> **List of tasks**:
A. In the Cal football preview, how many yards did Brandon Willis gain in Cal's upset of USC?
B. Pick up the Cal football preview after its last sentence and keep writing it.

> **Source passage**:

#####

Clearly Smith is one of the main keys to Cal's offensive attack in '97, as he possesses the type of ability that doesn't come along very often. His 4.3 speed in the 40, natural athletic ability (school record 41-inch vertical leap) and superior strength (340-pound bench press) will make him a highly coveted pro prospect, if he returns as expected to full health.
Deltha O'Neal (5-11, 195) had a remarkable debut season as a freshman in '97. He showed big-play ability, running for 126 yards on just 14 carries at Oregon and busting a 100-yard kickoff return vs. Navy in the Aloha Bowl. He was in the starting line-up the final two games in '96.
His future is particularly bright as he has the size and speed to have a major impact both in the backfield and as a return specialist during the next three seasons.
Brandon Willis (5-9, 190) put together some impressive performances while starting seven games, including 150 yards to key Cal's upset of USC, 129 yards vs. Oregon State and 107 yards vs. Nevada. He can be extremely effective as a spot player (Holmoe compares him to a sixth man in basketball who can come in with a hot hand) and that's the role he may assume this fall.
One of the stars during the spring was redshirt-freshman Marcus Oliver (5-11, 195) who caught the coaching staff's eye with some sparkling runs. He may not have much of an opportunity in '97 given Cal's wealth of talent at tailback, but has shown he could step in and be productive, if called upon.
The fullback position returns starter Marc Vera (6-2, 225), who fits particularly well in Cal's offensive system as he not only is an effective runner, but catches the ball out of the backfield. A year ago, he rated as Cal's fifth leading receiver with 22 catches for 190 yards and three touchdowns. He ran the ball only on occasion last fall, but did average over four yards on his 21 carries.
He'll likely share time with JC recruits Mike Freeman (6-2, 235) and Joshua White (5-11, 235). Freeman is noted as an exceptional blocker who can also catch the football, as he played tight end most of his career before moving to fullback at Orange Coast JC. White is a multi-dimensional talent who could provide a big boost to Cal's running game. Another player who figures in the playing rotation is soph Josh Del Prado (6-1, 240) who moved from noseguard during the spring and could be a powerful force as both a runner and blocker as he gains experience.
Depth at fullback will come from returning lettermen Evan Hershey (6-0, 235) and Rudy Mattox (6-1, 230), along with four highly touted freshmen who arrive at Cal following prolific prep careers.
WIDE RECEIVERS: The wide receiver position figures as the strength of the Cal team in 1997 as the Bears have an enviable combination of talent and depth. Cal's top three receivers combined for 151 catches last season, ranking as the top trio in the Pac-10 and similar results can be expected this fall.
The headliner is Bobby Shaw (6-1, 190) who led the Pac-10 in receiving last year and enters this fall as a strong All-America candidate. Not only did he catch a lot of balls (his 58 in the regular season was the second most in Cal single-season history), but he also is a big play receiver. He ended last season with 11 touchdown catches and has 16 TD receptions on his rÚsumÚ, despite the fact that he's only started 16 games in his career.

#####

> **Entries supplied**:
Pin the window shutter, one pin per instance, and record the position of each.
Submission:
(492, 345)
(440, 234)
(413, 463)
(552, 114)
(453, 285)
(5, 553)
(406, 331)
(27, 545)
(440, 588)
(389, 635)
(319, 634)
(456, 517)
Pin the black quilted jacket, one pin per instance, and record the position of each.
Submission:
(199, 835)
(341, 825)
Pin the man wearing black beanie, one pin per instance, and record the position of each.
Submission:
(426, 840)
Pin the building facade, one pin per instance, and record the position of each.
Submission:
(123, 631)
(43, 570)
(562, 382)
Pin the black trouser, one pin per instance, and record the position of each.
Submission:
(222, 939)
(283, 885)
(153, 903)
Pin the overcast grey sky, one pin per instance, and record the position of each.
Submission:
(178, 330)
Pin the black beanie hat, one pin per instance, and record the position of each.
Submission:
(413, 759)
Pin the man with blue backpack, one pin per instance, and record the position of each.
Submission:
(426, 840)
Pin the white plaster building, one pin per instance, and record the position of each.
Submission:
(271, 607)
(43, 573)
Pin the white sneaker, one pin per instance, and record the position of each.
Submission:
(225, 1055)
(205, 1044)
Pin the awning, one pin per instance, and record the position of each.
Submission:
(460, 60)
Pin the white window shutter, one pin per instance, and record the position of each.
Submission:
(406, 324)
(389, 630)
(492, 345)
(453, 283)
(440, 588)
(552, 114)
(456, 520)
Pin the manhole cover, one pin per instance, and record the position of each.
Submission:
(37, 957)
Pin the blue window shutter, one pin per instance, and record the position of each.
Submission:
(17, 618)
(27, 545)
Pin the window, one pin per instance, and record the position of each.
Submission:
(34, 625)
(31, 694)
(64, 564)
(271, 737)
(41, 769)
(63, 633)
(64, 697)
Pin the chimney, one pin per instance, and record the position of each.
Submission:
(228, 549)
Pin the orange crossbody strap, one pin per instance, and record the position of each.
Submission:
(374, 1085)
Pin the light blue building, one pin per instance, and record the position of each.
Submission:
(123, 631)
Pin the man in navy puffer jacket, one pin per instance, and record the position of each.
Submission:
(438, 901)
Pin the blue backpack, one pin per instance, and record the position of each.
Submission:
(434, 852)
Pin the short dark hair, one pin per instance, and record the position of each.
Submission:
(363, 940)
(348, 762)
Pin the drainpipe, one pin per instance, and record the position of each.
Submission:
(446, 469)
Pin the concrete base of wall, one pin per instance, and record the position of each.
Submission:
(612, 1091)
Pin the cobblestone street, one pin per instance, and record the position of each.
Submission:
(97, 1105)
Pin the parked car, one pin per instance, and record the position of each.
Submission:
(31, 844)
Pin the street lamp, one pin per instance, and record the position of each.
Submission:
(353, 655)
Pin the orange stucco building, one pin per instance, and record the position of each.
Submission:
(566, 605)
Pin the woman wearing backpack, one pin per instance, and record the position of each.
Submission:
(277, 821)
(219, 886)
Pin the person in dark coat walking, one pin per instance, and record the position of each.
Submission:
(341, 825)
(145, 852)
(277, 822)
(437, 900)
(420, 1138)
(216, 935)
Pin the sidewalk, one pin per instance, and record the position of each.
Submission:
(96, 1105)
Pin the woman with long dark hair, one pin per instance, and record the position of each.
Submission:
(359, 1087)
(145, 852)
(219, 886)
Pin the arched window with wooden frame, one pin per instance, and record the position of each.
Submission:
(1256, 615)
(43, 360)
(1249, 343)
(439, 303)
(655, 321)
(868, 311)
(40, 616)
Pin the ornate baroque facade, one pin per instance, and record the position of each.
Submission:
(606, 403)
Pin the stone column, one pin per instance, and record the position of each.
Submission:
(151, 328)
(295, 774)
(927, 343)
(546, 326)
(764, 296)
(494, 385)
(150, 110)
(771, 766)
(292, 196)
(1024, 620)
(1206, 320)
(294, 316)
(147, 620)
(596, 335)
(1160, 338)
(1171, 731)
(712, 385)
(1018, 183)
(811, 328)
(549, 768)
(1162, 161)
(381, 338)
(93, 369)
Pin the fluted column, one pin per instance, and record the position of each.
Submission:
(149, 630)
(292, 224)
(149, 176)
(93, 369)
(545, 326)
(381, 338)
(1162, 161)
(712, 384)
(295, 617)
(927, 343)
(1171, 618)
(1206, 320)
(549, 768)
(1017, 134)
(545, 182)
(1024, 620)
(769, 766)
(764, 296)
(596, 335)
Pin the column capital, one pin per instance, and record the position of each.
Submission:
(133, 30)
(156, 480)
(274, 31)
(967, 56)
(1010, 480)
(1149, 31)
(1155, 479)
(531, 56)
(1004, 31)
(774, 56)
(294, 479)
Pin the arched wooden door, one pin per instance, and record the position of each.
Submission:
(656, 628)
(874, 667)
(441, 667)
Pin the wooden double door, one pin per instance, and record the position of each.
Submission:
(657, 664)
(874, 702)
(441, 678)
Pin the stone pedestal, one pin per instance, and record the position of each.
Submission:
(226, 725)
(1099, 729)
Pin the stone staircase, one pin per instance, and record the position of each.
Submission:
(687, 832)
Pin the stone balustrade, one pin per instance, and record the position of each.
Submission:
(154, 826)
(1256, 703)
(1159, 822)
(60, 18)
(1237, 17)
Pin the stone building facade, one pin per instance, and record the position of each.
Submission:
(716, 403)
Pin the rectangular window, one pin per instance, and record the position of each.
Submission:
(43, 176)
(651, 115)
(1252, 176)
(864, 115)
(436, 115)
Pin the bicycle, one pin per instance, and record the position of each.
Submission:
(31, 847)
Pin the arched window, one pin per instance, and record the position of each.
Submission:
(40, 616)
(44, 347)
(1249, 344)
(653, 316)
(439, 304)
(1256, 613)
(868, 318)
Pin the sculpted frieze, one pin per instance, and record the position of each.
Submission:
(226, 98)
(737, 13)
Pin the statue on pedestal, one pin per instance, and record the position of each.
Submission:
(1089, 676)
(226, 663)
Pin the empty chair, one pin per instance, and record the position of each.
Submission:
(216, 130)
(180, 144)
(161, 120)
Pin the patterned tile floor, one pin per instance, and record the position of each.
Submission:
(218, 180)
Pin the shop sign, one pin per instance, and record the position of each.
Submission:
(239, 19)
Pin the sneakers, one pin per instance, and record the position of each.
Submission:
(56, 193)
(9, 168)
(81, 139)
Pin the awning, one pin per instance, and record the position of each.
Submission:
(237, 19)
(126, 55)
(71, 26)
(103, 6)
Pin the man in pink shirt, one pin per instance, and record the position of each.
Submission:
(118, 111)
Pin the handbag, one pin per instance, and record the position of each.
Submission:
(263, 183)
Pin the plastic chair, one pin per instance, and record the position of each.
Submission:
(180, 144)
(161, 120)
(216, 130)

#####

> **Replies**:
A. 150 yards.

B.
One of the more cerebral players in the country, Shaw has more pure speed than most people realize (4.51 in the 40) and great hands, but it is his precise route running and ability to set up opponent defensive backs that make him one of the country's elite receivers.
He'll be joined in the starting line-up by either junior Dameane Douglas (6-1, 190), who put up impressive numbers as a third Cal receiver last season, or senior Kofi Nartey (6-2, 200), who was rated by the coaching staff as the most improved player on the Cal team during the spring.
Like Shaw, Douglas is no stranger to the endzone as he caught five TD passes last year among his 35 catches. Although relatively unknown nationally, the Cal coaches believe he'll make a name for himself this fall. Nartey has as much physical talent as any player in Cal's receiver corps and will be given every opportunity to have a big impact in 1997.
A newcomer with very impressive numbers is JC All-America receiver Bruce Pierre (6-1, 195) as he's coming off a banner 1996 season at Laney JC where he recorded 82 catches for 1198 yards. He may not catch the same number at Cal this fall, but he will be given an opportunity to play an increasing role in the Cal passing game as he gains experience in 1997.
Speedster Phillip Pipersburg (5-10, 175) could develop into an outstanding deep threat in the next few seasons, but the redshirt-freshman could also get some playing time this fall if he develops quickly. He's run a 10.72 time in the 100 meters while in high school and that type of pure speed can inject a boost into any passing game. Sophomore Joel Young (6-2, 175) has excellent hands and could also move into the playing rotation with continued improvement while soph Brian Stumpf (6-3, 185) has excellent size and presents a big target.
TIGHT ENDS: For the first time in several seasons, Cal will enter a season without a proven product at the tight end position and a wide-open battle looms for the starting position.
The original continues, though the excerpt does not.